* _文章节选_

• • • • •

疫情期间宅在家里,我重温了东坡先生的前后《赤壁赋》。尽管很久很久以前读过,但并没有留下太多印像。或许那时还年轻,抑或注意力在《三国演义》的故事情节上,抑或没有读懂。就像前后《赤壁赋》同一地方,同是月夜泛舟饮酒,同是高山流水清风明月,却因季节和心情的变化表达了不同主题;又如《前赤壁赋》我在大学课堂上亲耳聆听老师讲授,《后赤壁赋》却因有事没能到课,或许理解上便因禀赋有了差距。
我们说经历是成长的阶梯,有些道理只有经历了才明白。读书也不例外,诚如杨绛先生所言“年轻的时候以为不读书不足以了解人生,直到后来才发现,如果不了解人生,是读不懂书的”。这也是我重读前后《赤壁赋》不同的切身体会,是岁月本身的阅历赋予的养分。
《后赤壁赋》是前赋的续篇,前后两篇珠联璧合,浑然一体,各有主题。有人对《后赤壁赋》的评价:“都说事物往往都是后来者居上,譬如这前后《出师表》都是前者好,后者稍次”。而我不完全认同这稍次的说法,以为并没有统一的标准。前赋有“清风徐来,水波不兴”,后赋则是“江流有声,断岸千尺”,一个是初秋,一个是晚秋,应是各有千秋。

• • • • •

* _所供资料_
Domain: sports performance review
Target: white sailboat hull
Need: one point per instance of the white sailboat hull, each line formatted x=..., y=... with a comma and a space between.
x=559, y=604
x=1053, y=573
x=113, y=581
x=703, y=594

• • • • •

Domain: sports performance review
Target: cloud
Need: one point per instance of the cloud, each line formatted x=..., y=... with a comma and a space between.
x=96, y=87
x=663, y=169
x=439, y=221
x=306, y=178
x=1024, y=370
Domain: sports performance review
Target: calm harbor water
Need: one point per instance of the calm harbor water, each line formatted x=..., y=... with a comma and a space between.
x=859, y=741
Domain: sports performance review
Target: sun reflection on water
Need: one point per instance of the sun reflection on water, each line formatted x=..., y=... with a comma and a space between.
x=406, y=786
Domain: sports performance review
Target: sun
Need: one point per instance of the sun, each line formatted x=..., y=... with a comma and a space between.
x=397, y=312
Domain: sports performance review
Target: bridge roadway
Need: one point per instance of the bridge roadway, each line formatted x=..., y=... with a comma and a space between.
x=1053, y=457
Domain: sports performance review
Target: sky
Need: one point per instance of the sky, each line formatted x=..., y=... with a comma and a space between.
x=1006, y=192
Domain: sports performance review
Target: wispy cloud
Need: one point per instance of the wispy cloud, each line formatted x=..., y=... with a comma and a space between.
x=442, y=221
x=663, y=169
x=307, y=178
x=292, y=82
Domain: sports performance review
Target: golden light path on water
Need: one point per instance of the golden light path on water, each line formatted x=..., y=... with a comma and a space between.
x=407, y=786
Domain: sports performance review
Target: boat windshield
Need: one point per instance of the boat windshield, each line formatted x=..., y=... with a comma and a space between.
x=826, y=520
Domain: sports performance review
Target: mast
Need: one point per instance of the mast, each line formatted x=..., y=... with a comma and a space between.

• • • • •

* _任务要求_
将前文关于重读前后《赤壁赋》的节选逐字完整抄录一遍。

* _回答如下_
疫情期间宅在家里,我重温了东坡先生的前后《赤壁赋》。尽管很久很久以前读过,但并没有留下太多印像。或许那时还年轻,抑或注意力在《三国演义》的故事情节上,抑或没有读懂。就像前后《赤壁赋》同一地方,同是月夜泛舟饮酒,同是高山流水清风明月,却因季节和心情的变化表达了不同主题;又如《前赤壁赋》我在大学课堂上亲耳聆听老师讲授,《后赤壁赋》却因有事没能到课,或许理解上便因禀赋有了差距。
我们说经历是成长的阶梯,有些道理只有经历了才明白。读书也不例外,诚如杨绛先生所言“年轻的时候以为不读书不足以了解人生,直到后来才发现,如果不了解人生,是读不懂书的”。这也是我重读前后《赤壁赋》不同的切身体会,是岁月本身的阅历赋予的养分。
《后赤壁赋》是前赋的续篇,前后两篇珠联璧合,浑然一体,各有主题。有人对《后赤壁赋》的评价:“都说事物往往都是后来者居上,譬如这前后《出师表》都是前者好,后者稍次”。而我不完全认同这稍次的说法,以为并没有统一的标准。前赋有“清风徐来,水波不兴”,后赋则是“江流有声,断岸千尺”,一个是初秋,一个是晚秋,应是各有千秋。